At the January rules, 1892, Anthony B. Poling and Yerna Poling, his wife, filed their bill in chancery in the Circuit Court of Barbour county, setting up a claim for work and labor performed, amounting to the sum of nine hundred dollars against the estate of Rebecca E. Huffman, *321deceased. Anthony Huffman as the sole heir and James A. Williamson as the administrator of said decedent, were made parties defendant. Said bill alleged that said decedent died possessed of certain real and personal estate, all of which the defendant Anthony Huffman took possession and control of as his own ; that, no administrator having been appointed on the 21st day of November, 1892, more than six months after the death of said Rebecca E. Hoffman, her estate, on motion of the plaintiff Anthony B. Poling, was committed to James A. Williamson, sheriff of Barbour county, to be administered. On the appointment of such administrator, suit was immediately brought. The bill seeks no relief against the administrator and alleges that no property went into his hands, but that it all went into the possession of said Anthony Huffman as aforesaid. It prays a discovery of the real and personal estate of said decedent and other matters from said defendant Huffman, and that, plaintiffs’ debt being established, it may be paid out of said estate in the hands of said defendant.
The defendant Huffman demurred to the bill for the reason that at the time it was filed six months had not elapsed from the date of the appointment of the administrator, and that it -was therefore an infringement upon his legal rights and premature. The court sustained the demurrer, and dismissed the bill, and plaintiffs appeal.
The administrator would have had the right to file such a bill both for the purpose of obtaining a discovery and surrender of the personal estate and for the purpose of having the real estate applied to the payment of decedent’s debts. He could not be compelled to do so, however, as he had no funds in his hands to pay costs, and there appear to be no other debts against the estate except plaintiffs’ unad-judicated claim. If that claim should prove unfounded, the administration would be wholly unnecessary.

§ Directive A
For each statement, say whether the court opinion supports it: (i) the plaintiffs' claim for work and labor came to nine hundred dollars; (ii) the bill seeks relief against the administrator; (iii) the court overruled Huffman's demurrer. Answer yes or no for each, quoting the court opinion's deciding words exactly.
§ Directive B
Carry the court opinion forward from its last sentence.
The material that comes next is from a separate source and has no connection to the court opinion.

§ Information provided
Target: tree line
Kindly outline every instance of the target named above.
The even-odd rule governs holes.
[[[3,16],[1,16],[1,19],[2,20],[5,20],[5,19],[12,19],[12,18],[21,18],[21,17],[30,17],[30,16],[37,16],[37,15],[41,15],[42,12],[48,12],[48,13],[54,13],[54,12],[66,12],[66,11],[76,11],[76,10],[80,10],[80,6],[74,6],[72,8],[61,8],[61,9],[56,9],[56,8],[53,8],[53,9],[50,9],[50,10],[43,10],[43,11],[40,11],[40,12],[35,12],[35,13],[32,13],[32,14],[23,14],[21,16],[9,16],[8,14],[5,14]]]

§ Response A
(i) Yes: "amounting to the sum of nine hundred dollars"
(ii) No: "The bill seeks no relief against the administrator"
(iii) No: "The court sustained the demurrer, and dismissed the bill"

§ Response B
The only question for us to determine is: Are the plaintiffs required by law to wait until six months from the date of the appointment of the administrator before bringing their suit. Defendants’ counsel insist that section 7, c. 86, of the Code confers upon the administrator the exclusive right for the limited period of six months from the *322date of his qualification to institute a suit to charge the real estate with decedent’s debts; and to allow a creditor to file a bill against the heirs or devisees under section 6 of said chapter within the period aforesaid would defeat this provision of the law in favor of the administrator and would render the statute inharmonious and inconsistent.
The drift of judicial opinion has been to hold that section 7 aforesaid conferred on the administrator the exclusive right to institute suit within six months from his appointment. Judge Woods, in the case of Broderick v. Broderick, 28 W. Va. 385, says: “This right was given to the personal representative for the limited period of six months from the date of his qualification, and afterwards until some creditor had instituted such suit; and was rather a limitation oil the creditor’s general right to bring such suit than a grant of authority to do so. Reinhardt v. Reinhardt, 21 W. Va. 76.”
While such may be the general rule for the purpose of securing an equitable distribution of a decedent’s real and personal property among all his creditors, yet there may arise circumstances, under which for the protection of creditors and the preservation of the estate equity may find it necessary to infringe upon or modify this rule by establishing just and reasonable exceptions thereto. However this may be, it is not necessary to a proper determination of this case to decide. Admitting the exclusive right of the administrator under section 7, to file what is called “a general creditors’ bill,” must this be so construed as to take away other rights of suit and action belonging to creditors prior to the enaction of said law for a like period of six months ?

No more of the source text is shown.